# Problem description
Please write out every line of the listing below with no changes, leaving the pictures out of your answer.

# Data for this exercise

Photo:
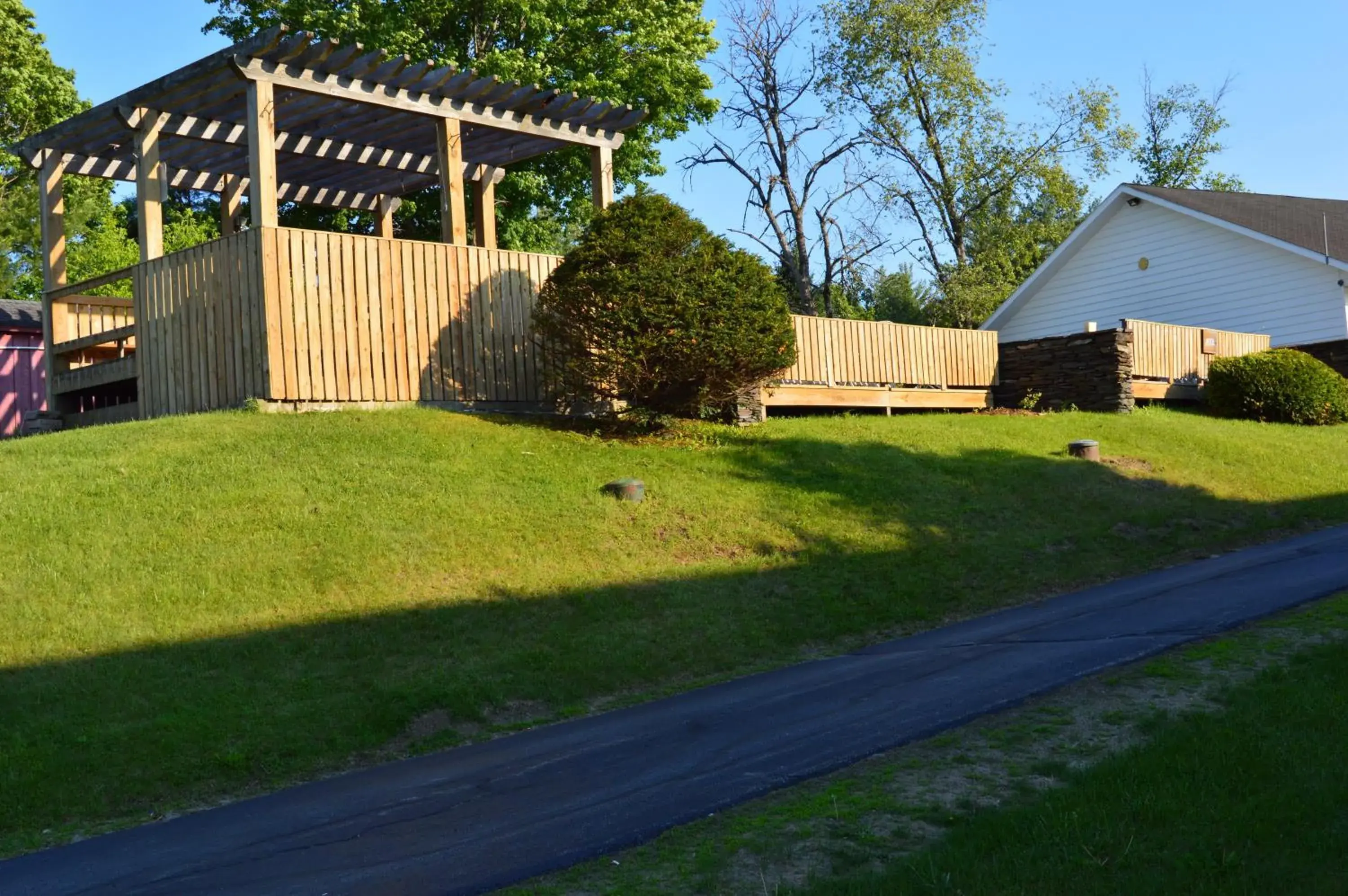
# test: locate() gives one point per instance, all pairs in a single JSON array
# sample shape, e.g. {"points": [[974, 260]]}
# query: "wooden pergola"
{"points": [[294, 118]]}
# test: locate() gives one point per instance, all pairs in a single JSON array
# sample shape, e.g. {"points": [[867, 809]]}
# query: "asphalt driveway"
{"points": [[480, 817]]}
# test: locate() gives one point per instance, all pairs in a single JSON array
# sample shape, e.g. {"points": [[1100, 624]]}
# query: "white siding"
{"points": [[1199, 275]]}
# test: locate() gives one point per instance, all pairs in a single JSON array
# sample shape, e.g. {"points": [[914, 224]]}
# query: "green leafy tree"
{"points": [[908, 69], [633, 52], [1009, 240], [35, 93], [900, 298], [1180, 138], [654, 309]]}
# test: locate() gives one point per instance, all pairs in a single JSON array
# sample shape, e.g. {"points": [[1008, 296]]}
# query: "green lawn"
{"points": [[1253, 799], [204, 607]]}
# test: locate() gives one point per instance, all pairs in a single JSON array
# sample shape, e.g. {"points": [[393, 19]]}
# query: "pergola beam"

# Complete response
Photo:
# test: locate() gives one point per instance, all pairs in a single JSON array
# sample shape, e.g. {"points": [[974, 260]]}
# query: "wooden pergola"
{"points": [[294, 118]]}
# test: locate() gives one point per instance, all pairs in a single JSON array
# sample shape, e.g. {"points": [[867, 809]]}
# query: "asphalt driveway"
{"points": [[480, 817]]}
# test: locate() gives one point per instance, all pairs in a single JSON array
# sample shape, e.g. {"points": [[1100, 624]]}
# query: "white siding"
{"points": [[1199, 275]]}
# test: locate() gives one point per instance, all pairs in a single JSON array
# sample shape, e.g. {"points": [[914, 224]]}
# query: "green leafy tree"
{"points": [[908, 69], [633, 52], [1009, 240], [35, 93], [900, 298], [1180, 138], [654, 309]]}
# test: locate() gives one point per instance, all pairs in a single JSON array
# sample shape, e.g. {"points": [[1008, 296]]}
# query: "green lawn"
{"points": [[1253, 799], [204, 607]]}
# test: locate() gives one point per instance, all pairs in a single JSON array
# sample shape, e.g. {"points": [[393, 19]]}
# query: "pergola beam"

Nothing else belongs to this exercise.